Given data Block Start
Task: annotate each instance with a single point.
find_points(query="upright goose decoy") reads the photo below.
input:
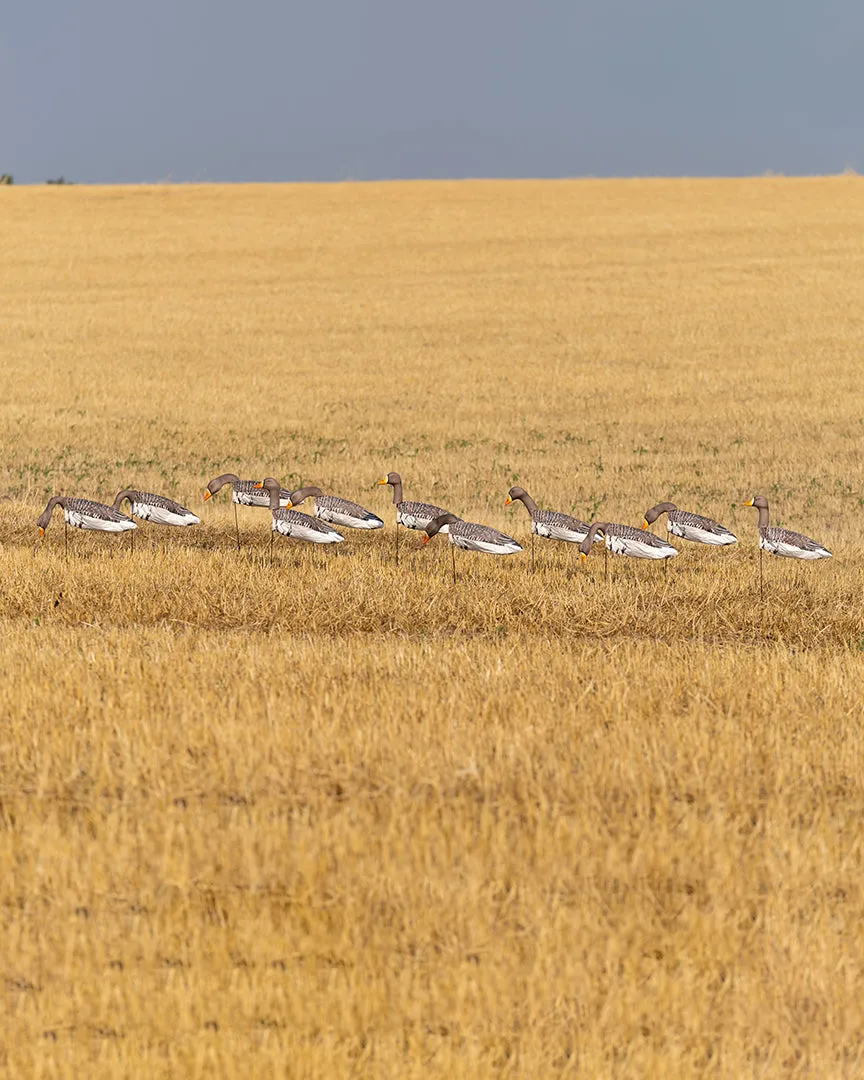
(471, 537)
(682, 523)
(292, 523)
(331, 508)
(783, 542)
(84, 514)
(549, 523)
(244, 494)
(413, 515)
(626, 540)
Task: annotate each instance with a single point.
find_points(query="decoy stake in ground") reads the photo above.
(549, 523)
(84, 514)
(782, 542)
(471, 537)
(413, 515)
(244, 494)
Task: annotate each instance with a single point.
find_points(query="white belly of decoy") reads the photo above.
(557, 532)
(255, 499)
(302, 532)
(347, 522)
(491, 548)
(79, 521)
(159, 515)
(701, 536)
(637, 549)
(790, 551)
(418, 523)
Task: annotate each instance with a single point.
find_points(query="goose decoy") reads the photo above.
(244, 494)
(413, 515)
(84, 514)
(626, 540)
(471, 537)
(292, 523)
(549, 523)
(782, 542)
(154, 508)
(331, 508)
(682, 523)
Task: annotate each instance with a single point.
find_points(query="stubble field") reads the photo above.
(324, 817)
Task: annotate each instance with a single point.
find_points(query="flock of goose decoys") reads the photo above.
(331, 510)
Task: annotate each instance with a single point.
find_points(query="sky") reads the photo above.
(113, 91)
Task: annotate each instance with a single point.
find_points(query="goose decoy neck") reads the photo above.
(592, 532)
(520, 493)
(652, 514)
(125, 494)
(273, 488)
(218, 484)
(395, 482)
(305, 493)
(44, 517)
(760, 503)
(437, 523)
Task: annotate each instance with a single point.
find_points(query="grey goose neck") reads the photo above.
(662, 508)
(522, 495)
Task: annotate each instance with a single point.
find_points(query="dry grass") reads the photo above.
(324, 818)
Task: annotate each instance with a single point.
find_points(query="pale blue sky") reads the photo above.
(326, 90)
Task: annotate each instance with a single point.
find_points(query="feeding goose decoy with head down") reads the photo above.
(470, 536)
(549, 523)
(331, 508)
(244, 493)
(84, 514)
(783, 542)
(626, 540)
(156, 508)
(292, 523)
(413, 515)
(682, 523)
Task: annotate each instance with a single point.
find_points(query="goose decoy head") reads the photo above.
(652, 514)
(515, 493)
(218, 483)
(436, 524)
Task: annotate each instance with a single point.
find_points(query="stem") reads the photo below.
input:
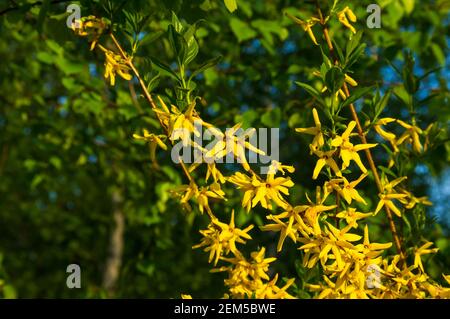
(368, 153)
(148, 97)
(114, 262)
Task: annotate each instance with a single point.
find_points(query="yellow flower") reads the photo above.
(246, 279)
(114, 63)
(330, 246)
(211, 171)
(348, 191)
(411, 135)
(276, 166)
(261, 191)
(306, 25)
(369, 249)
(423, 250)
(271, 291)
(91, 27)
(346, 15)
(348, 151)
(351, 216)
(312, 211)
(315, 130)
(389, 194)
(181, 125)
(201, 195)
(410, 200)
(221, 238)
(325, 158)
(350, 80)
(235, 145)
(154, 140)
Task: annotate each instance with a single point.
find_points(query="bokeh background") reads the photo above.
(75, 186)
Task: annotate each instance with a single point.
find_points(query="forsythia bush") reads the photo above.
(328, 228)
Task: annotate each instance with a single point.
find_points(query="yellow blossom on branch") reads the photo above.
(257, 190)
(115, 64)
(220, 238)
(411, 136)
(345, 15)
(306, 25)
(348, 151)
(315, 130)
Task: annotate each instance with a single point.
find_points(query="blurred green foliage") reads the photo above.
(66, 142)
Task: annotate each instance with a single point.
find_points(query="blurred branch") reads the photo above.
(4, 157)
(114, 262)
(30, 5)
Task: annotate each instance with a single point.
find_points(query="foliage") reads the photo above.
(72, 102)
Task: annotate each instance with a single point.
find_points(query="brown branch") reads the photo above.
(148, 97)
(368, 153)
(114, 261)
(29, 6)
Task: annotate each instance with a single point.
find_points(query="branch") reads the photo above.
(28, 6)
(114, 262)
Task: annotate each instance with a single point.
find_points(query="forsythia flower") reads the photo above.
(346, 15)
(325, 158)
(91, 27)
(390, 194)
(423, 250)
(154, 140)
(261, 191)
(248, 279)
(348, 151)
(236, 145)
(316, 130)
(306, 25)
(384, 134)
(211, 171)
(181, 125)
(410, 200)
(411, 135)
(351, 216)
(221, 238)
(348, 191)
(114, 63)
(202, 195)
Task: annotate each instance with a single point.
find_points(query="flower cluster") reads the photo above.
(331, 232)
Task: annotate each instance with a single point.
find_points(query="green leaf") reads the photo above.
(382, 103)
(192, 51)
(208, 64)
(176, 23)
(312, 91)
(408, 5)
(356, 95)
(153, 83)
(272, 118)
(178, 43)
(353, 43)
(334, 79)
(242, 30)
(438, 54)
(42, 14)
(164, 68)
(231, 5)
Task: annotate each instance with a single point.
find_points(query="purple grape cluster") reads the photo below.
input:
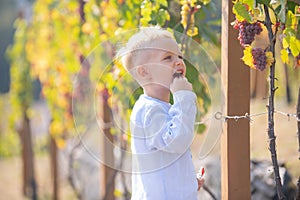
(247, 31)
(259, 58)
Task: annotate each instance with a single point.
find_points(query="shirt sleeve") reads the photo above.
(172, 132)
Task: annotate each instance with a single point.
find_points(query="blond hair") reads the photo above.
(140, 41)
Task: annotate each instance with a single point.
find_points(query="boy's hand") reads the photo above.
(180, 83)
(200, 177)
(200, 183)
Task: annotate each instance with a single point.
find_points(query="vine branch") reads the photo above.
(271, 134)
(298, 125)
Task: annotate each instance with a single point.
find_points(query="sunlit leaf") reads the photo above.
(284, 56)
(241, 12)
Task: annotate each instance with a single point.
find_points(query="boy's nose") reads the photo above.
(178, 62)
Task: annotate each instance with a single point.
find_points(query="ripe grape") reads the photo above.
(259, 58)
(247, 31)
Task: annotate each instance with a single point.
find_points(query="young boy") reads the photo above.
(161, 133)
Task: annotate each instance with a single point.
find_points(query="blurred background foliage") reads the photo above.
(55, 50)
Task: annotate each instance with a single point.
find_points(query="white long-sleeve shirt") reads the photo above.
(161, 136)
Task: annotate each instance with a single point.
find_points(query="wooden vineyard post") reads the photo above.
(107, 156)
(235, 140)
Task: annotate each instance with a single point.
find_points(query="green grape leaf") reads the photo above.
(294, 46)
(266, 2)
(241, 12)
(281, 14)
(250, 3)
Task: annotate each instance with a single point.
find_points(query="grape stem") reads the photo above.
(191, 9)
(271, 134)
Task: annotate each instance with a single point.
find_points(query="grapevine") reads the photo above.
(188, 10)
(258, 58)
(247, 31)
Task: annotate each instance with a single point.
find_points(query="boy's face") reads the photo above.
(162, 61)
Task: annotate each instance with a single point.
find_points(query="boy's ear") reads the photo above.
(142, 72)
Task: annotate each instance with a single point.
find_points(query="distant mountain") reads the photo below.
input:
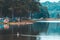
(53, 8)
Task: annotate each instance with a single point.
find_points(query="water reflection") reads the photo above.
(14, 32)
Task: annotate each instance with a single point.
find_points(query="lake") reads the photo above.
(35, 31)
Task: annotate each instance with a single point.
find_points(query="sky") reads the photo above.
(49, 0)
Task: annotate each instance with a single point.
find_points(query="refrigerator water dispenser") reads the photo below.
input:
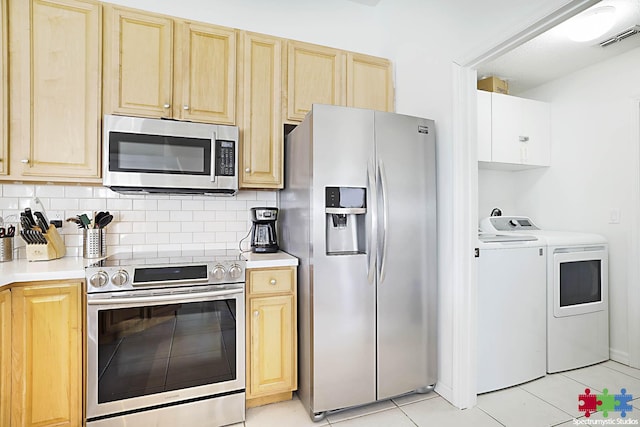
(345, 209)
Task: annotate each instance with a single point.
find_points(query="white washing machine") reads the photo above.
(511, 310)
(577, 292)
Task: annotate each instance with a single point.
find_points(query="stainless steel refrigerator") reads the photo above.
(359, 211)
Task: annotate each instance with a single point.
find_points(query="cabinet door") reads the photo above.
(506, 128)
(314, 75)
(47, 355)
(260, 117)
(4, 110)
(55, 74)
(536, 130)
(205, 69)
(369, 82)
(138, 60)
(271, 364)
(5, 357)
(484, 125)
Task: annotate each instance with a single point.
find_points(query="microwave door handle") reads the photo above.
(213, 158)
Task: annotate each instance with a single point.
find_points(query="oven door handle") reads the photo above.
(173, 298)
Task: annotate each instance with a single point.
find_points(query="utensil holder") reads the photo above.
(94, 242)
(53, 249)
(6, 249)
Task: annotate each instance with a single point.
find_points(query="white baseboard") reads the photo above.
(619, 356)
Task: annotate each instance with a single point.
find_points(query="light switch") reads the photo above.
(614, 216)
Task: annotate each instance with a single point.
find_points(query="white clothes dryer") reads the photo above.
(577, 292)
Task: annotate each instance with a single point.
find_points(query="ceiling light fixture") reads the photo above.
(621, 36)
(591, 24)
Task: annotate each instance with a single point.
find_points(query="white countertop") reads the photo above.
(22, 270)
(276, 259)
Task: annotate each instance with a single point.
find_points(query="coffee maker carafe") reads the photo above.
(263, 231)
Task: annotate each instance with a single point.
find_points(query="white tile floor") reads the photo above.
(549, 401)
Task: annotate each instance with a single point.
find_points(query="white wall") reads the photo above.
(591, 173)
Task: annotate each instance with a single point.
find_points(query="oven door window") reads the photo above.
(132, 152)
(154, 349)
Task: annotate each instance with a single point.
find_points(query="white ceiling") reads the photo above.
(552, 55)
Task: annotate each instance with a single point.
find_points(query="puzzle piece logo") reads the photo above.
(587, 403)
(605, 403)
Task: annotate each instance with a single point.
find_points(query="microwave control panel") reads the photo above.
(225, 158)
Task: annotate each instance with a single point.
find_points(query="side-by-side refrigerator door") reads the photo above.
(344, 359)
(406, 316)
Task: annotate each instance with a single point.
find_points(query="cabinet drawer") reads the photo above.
Given data Block End
Problem statement: For every line in the material above that holds the string "below", add one to a count; state only the final count.

Solution to the exercise: 5